What is asked
Return every line of the records verbatim, omitting the pictures.

[Pointing dataset excerpts]
++++++++++

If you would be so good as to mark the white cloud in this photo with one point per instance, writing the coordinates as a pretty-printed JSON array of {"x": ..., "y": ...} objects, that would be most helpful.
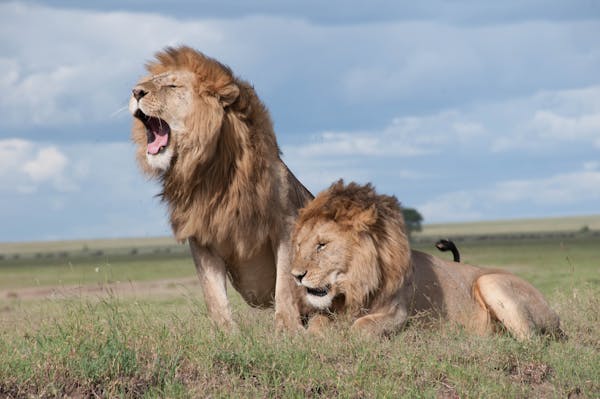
[
  {"x": 48, "y": 164},
  {"x": 76, "y": 190},
  {"x": 403, "y": 137},
  {"x": 562, "y": 192},
  {"x": 81, "y": 69},
  {"x": 550, "y": 119},
  {"x": 76, "y": 66},
  {"x": 25, "y": 166}
]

++++++++++

Full answer
If you would be so good as to mark the white cloud in this photo with one point per instance, writing the coordinates as a pretty-printed JSON array of {"x": ..., "y": ...} objects, that would be most helpful.
[
  {"x": 48, "y": 164},
  {"x": 76, "y": 190},
  {"x": 403, "y": 137},
  {"x": 562, "y": 192},
  {"x": 81, "y": 69},
  {"x": 550, "y": 119},
  {"x": 76, "y": 66},
  {"x": 25, "y": 166}
]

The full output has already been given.